**QUOTED PASSAGE:**
%%

Emmett J then did say:

The matters that are dealt with in paragraphs 35(2)(aa), (b) and (c) are distinct and separate matters from the matter of the privacy of the hearing.

Parliament has conferred an express right on parties to certain taxation matters before the Tribunal to have the hearing in private. It does not confer any express right for a party to have the publication of evidence before the Tribunal prohibited or restricted. On the other hand, having regard to the terms of s 14ZZE, it would be a most unusual case where the Tribunal, if asked, did not give the directions that are contemplated by s 35(2) in a proceeding to which s 14ZZE applies. The Tribunal is empowered to give such directions for any reason, where it is satisfied that it is desirable to do so. Where a party exercised the right, under s 14ZZE, to have a hearing in private, that would be a very cogent reason for the Tribunal to make an order under s 35(2)(b).

86    I note, however, that his Honour was not dealing with the time at which such directions may be given or with the specificity of any such directions.

87    I reject the applicant’s submission that the Tribunal’s inquisitorial powers had the consequence that as a general proposition the Tribunal should require evidence, whether in a tax case or otherwise, which a party did not itself put on.

88    In relation to paragraph 3 of the orders claimed, in my opinion, no error is shown on the part of the Tribunal in refusing to make that order given the blanket nature of what was sought, that is, that no evidence given before the Tribunal or filed with the Tribunal or the identity of any document or any matters contained in any of the documents filed with or received by or read to the Tribunal be disclosed or published. I reject the submission that it was an error of law on the part of the Tribunal to refuse to make blanket orders, subject to later application, rather than, as the applicant submitted, to make the blanket orders and later lift them where they proved unnecessary.

%%

**TASKS TO CARRY OUT:**
• a. Answer these questions using the judgment excerpt on the Tribunal's privacy directions.
(i) According to the remarks of Emmett J, what express right has Parliament conferred on parties to certain taxation matters before the Tribunal?
(ii) What two matters does paragraph 86 say his Honour was not dealing with?
(iii) In paragraph 88, why is the Tribunal held not to have erred in refusing to make the order in paragraph 3 of the orders claimed?
• b. Carry on the judgment excerpt on the Tribunal's privacy directions, starting after its last sentence.

**DATA EXCERPTS:**
%%

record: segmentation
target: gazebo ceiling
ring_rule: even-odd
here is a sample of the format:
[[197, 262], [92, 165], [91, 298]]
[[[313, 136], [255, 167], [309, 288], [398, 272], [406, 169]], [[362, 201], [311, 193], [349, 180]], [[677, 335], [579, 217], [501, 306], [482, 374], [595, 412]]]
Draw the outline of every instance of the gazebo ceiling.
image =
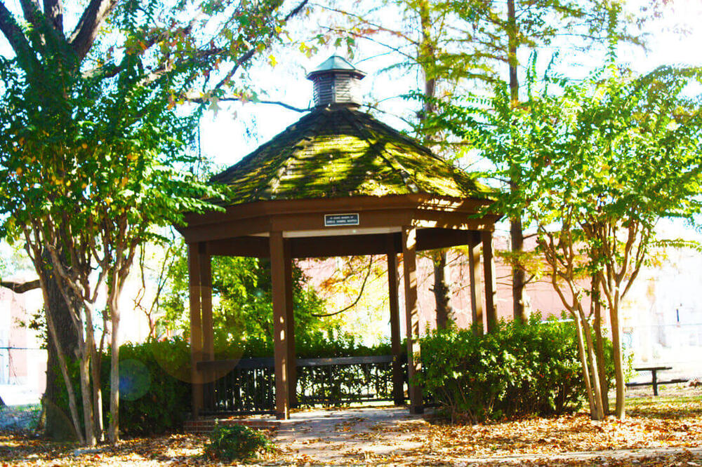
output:
[[317, 108], [212, 177], [227, 205], [267, 200], [424, 194], [484, 199], [472, 175], [367, 114]]

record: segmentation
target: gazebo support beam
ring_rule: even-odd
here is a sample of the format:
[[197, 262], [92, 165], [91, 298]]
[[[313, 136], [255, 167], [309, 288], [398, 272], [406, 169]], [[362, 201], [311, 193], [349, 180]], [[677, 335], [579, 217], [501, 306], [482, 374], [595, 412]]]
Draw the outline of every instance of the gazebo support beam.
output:
[[474, 330], [478, 335], [483, 327], [482, 281], [480, 278], [480, 241], [476, 232], [470, 232], [468, 243], [468, 273], [470, 276], [470, 313]]
[[288, 278], [286, 258], [289, 261], [289, 250], [286, 253], [286, 242], [283, 233], [272, 231], [270, 242], [270, 272], [273, 292], [273, 342], [275, 360], [275, 411], [278, 419], [290, 418], [291, 370], [295, 356], [291, 352], [291, 316], [289, 316], [287, 293]]
[[202, 315], [200, 309], [200, 252], [197, 243], [187, 244], [188, 289], [190, 305], [190, 363], [192, 379], [192, 419], [197, 420], [202, 410], [202, 378], [197, 363], [202, 361]]
[[[202, 316], [202, 360], [212, 361], [215, 359], [214, 329], [212, 323], [212, 257], [207, 253], [205, 243], [199, 245], [200, 269], [200, 313]], [[210, 383], [215, 379], [211, 371], [199, 372], [201, 381]], [[213, 394], [204, 391], [203, 403], [211, 407]]]
[[388, 235], [388, 297], [390, 309], [390, 346], [392, 351], [392, 400], [404, 404], [404, 378], [402, 374], [402, 348], [399, 332], [399, 292], [397, 287], [397, 253], [392, 234]]
[[487, 332], [493, 332], [497, 327], [497, 287], [495, 283], [495, 258], [492, 249], [492, 232], [480, 233], [483, 245], [483, 271], [485, 277], [485, 316]]
[[417, 230], [402, 227], [402, 267], [404, 276], [405, 322], [407, 328], [407, 370], [409, 379], [409, 412], [424, 412], [422, 388], [414, 384], [415, 375], [422, 370], [419, 348], [419, 312], [417, 306]]

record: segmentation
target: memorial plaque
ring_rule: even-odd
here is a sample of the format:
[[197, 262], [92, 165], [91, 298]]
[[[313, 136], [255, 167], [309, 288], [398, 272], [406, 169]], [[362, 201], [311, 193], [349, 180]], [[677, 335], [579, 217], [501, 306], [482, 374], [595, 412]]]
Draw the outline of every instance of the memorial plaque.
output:
[[324, 215], [325, 227], [338, 227], [345, 225], [358, 225], [358, 212]]

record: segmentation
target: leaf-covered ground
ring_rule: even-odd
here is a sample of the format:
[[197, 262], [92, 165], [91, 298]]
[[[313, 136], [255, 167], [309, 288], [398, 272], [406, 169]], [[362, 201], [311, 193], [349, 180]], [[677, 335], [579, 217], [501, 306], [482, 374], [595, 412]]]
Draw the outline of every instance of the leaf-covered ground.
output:
[[[278, 452], [258, 462], [702, 465], [702, 391], [670, 394], [628, 400], [629, 417], [623, 421], [610, 417], [596, 422], [577, 414], [454, 426], [409, 418], [379, 421], [368, 416], [369, 412], [357, 412], [316, 428], [298, 425], [279, 433]], [[201, 465], [211, 463], [202, 454], [205, 441], [203, 436], [176, 434], [88, 450], [5, 430], [0, 433], [0, 463]]]

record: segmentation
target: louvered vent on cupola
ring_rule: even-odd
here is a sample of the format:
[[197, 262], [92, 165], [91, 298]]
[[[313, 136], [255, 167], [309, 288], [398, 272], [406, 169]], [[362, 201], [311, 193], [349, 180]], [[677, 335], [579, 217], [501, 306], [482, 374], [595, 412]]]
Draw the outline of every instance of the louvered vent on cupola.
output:
[[331, 55], [307, 74], [314, 83], [314, 106], [361, 105], [360, 81], [366, 74], [338, 55]]

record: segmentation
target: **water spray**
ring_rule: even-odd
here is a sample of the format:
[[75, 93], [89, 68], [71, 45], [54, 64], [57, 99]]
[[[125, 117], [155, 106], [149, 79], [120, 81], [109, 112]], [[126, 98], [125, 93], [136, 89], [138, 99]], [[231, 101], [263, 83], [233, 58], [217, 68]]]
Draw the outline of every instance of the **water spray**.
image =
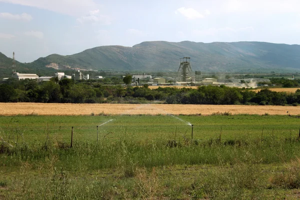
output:
[[100, 125], [99, 125], [99, 126], [97, 126], [97, 128], [98, 128], [98, 126], [102, 126], [102, 125], [104, 125], [104, 124], [107, 124], [107, 123], [108, 123], [108, 122], [112, 122], [112, 120], [108, 120], [108, 121], [107, 121], [106, 122], [104, 122], [104, 123], [103, 123], [102, 124], [100, 124]]

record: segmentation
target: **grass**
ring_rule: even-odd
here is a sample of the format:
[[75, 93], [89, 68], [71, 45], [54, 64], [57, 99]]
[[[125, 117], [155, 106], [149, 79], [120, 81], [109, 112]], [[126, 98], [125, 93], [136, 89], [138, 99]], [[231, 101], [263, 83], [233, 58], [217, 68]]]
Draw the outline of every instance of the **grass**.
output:
[[0, 127], [0, 199], [296, 199], [300, 188], [299, 119], [288, 116], [31, 115]]

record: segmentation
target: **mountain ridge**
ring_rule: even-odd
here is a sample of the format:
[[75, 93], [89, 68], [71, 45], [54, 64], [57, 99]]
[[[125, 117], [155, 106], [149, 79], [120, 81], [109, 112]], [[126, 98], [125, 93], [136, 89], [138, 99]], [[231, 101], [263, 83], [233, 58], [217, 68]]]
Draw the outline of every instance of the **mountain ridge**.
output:
[[[11, 58], [4, 56], [0, 54], [0, 68], [3, 66], [10, 67], [12, 63]], [[46, 70], [46, 66], [53, 64], [59, 70], [168, 72], [177, 70], [180, 58], [185, 56], [191, 58], [194, 70], [245, 72], [300, 70], [300, 45], [255, 41], [210, 43], [146, 41], [132, 47], [106, 46], [72, 55], [54, 54], [30, 63], [18, 62], [18, 65], [30, 70]]]

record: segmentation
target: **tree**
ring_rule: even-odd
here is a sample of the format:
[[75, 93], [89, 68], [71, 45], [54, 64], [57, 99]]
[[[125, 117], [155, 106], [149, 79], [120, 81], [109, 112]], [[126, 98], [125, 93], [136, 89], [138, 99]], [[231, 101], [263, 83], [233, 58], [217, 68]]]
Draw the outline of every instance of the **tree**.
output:
[[123, 78], [123, 82], [126, 84], [131, 84], [132, 80], [132, 76], [131, 75], [126, 75], [125, 77]]

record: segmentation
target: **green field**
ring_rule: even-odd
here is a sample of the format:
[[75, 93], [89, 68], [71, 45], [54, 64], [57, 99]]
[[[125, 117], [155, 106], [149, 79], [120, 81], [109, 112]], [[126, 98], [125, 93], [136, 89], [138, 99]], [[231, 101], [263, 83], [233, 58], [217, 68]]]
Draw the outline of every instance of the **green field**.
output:
[[0, 199], [298, 198], [298, 118], [30, 116], [0, 128]]

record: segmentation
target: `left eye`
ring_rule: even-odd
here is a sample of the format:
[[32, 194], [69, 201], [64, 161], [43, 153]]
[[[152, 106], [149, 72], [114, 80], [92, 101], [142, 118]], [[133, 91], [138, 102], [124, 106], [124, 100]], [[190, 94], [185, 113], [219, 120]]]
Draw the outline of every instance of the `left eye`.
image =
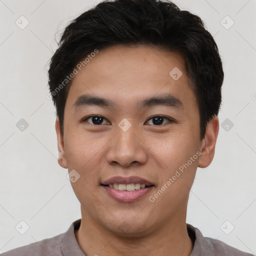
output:
[[[88, 116], [85, 119], [84, 119], [82, 120], [82, 122], [84, 122], [85, 121], [86, 121], [88, 120], [89, 120], [90, 119], [92, 119], [92, 122], [89, 122], [90, 124], [92, 124], [94, 125], [100, 125], [102, 124], [102, 124], [102, 120], [106, 120], [103, 117], [100, 116]], [[164, 119], [167, 120], [168, 121], [166, 122], [164, 124], [166, 124], [166, 122], [173, 122], [172, 120], [168, 118], [166, 118], [165, 116], [152, 116], [152, 118], [150, 118], [148, 120], [148, 122], [150, 120], [152, 120], [152, 122], [154, 124], [159, 126], [160, 124], [162, 124], [162, 122]], [[108, 122], [106, 122], [106, 124], [110, 124]]]
[[[172, 120], [171, 120], [170, 118], [166, 118], [165, 116], [153, 116], [150, 119], [148, 119], [148, 122], [152, 120], [152, 123], [154, 124], [159, 126], [160, 124], [163, 124], [162, 122], [164, 119], [166, 119], [167, 120], [168, 120], [168, 122], [172, 122]], [[166, 122], [164, 124], [168, 122]]]

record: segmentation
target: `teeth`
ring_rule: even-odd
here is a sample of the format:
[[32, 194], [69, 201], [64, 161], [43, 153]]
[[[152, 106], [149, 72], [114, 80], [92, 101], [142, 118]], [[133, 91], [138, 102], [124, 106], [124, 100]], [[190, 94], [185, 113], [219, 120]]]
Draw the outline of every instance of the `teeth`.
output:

%%

**EXPECTED RESULTS:**
• a.
(i) The right to have the hearing in private.
(ii) The time at which such directions may be given, and the specificity of any such directions.
(iii) Because of the blanket nature of what was sought.

• b.
89    In relation to paragraphs 4 of the orders claimed, as the Tribunal observed, the protection sought can be adequately provided in the course of the proceeding, by the Tribunal as constituted to hear the matter. I would add that, in terms, the scope of the paragraph is too broad. Considered at the level of abstraction at which the claim was put, there is shown no error on the part of the Tribunal by refusing to order that the names of all witnesses to be called were not to be published or disclosed by the Commissioner or the Tribunal. As to the nondisclosure of the applicant’s name, that is a matter dealt with by the Taxation Administration Act s 14ZZJ.

90    In addition, in relation to paragraph 5 of the orders claimed, I do not accept that it was for the Tribunal, by virtue of this claim, to attempt to reframe for the applicant, by narrowing or otherwise, the width of the preceding four paragraphs of the orders claimed.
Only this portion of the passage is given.